The Carnegie-Chicago Hubble Program. VIII. An Independent Determination of the Hubble Constant Based on the Tip of the Red Giant Branch
Wendy L. Freedman, Barry F. Madore, Dylan Hatt, Taylor J. Hoyt, In-Sung Jang, Rachael L. Beaton, Christopher R. Burns, Myung Gyoon Lee, Andrew J. Monson, Jillian R. Neeley, Mark M. Phillips, Jeffrey A. Rich, Mark Seibert
TL;DR
The paper addresses the ongoing discrepancy between Planck CMB inferences and local determinations of the Hubble constant $H_{0}$. It implements an independent Cepheid-free distance ladder using the Tip of the Red Giant Branch (TRGB) measured in galaxy halos to calibrate Type Ia supernovae, anchored by the Large Magellanic Cloud distance from detached eclipsing binaries and a Spitzer-calibrated Cepheid Leavitt law. Applying this to the CSP-I SN Ia sample, the authors obtain $H_{0} = 69.8 \,\pm\ 0.8 \,(\mathrm{stat}) \,\pm\ 1.7 \,(\mathrm{sys})$ km s$^{-1}$ Mpc$^{-1}$, placing the result between Planck and SHoES within roughly 1–2 sigma. The TRGB-based, halo-focused method provides a competitive, Cepheid-independent cross-check of the local expansion rate and reinforces the value of diversified distance ladders in diagnosing the Hubble tension.

--------------------

What is being asked: Please state the value of the Hubble constant obtained in the Hubble constant paper, with its statistical and systematic uncertainties. The records that come next can be left aside; they play no part here.

--------------------

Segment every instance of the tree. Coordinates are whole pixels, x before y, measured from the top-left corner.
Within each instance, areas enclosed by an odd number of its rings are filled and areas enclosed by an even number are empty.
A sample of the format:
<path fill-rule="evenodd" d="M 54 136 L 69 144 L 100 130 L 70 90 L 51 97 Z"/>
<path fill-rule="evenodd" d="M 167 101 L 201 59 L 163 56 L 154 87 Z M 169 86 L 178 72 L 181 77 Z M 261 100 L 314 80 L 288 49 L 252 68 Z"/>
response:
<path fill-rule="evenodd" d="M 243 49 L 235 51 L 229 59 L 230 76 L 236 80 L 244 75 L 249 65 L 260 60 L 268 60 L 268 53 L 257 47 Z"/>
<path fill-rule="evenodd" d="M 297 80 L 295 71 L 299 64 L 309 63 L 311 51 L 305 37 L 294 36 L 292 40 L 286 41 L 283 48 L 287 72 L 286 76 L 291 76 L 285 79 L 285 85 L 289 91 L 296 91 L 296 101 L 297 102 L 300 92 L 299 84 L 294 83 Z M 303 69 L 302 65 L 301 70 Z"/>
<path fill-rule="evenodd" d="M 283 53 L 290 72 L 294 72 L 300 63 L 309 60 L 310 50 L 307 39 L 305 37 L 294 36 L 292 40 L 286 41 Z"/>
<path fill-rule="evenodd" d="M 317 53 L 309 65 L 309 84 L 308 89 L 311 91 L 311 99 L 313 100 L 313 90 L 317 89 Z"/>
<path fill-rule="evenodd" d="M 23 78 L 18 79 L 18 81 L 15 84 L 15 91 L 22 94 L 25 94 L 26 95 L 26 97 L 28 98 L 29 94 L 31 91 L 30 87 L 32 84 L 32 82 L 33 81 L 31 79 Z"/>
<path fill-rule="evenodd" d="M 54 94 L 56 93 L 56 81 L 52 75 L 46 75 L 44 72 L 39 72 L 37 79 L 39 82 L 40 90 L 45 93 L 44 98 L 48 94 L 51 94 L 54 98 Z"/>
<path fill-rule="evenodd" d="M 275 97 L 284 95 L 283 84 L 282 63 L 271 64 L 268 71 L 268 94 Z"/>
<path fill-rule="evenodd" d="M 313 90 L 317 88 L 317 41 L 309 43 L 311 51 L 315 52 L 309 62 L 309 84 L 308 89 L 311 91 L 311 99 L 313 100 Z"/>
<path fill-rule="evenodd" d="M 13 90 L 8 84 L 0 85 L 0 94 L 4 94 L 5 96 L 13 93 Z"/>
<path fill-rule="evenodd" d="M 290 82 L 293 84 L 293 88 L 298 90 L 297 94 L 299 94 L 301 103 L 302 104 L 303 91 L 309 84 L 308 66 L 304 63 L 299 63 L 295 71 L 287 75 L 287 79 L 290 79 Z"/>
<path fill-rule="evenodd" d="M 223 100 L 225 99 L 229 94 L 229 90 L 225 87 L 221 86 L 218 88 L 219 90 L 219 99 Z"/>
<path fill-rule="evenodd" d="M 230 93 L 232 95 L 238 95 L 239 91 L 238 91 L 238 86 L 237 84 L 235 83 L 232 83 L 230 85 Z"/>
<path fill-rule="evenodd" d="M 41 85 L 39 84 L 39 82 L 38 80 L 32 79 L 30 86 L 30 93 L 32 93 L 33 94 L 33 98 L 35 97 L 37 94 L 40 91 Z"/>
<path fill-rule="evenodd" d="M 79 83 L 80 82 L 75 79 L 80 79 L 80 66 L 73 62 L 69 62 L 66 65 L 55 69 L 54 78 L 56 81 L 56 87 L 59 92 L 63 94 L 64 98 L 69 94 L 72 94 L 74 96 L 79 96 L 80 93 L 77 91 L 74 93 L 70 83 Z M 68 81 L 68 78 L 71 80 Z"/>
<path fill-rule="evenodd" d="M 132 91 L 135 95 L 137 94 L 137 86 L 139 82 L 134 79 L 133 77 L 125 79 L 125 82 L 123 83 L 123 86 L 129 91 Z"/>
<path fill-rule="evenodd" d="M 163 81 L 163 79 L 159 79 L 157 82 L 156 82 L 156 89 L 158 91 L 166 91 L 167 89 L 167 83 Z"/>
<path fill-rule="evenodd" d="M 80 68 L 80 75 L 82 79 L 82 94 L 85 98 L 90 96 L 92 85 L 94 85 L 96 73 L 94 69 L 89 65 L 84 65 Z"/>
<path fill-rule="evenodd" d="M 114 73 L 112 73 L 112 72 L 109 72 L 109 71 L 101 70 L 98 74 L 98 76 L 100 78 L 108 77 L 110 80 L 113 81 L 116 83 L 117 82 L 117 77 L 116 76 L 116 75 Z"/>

--------------------

Exercise output: H₀ = 69.8 ± 0.8 (stat) ± 1.7 (sys) km s⁻¹ Mpc⁻¹.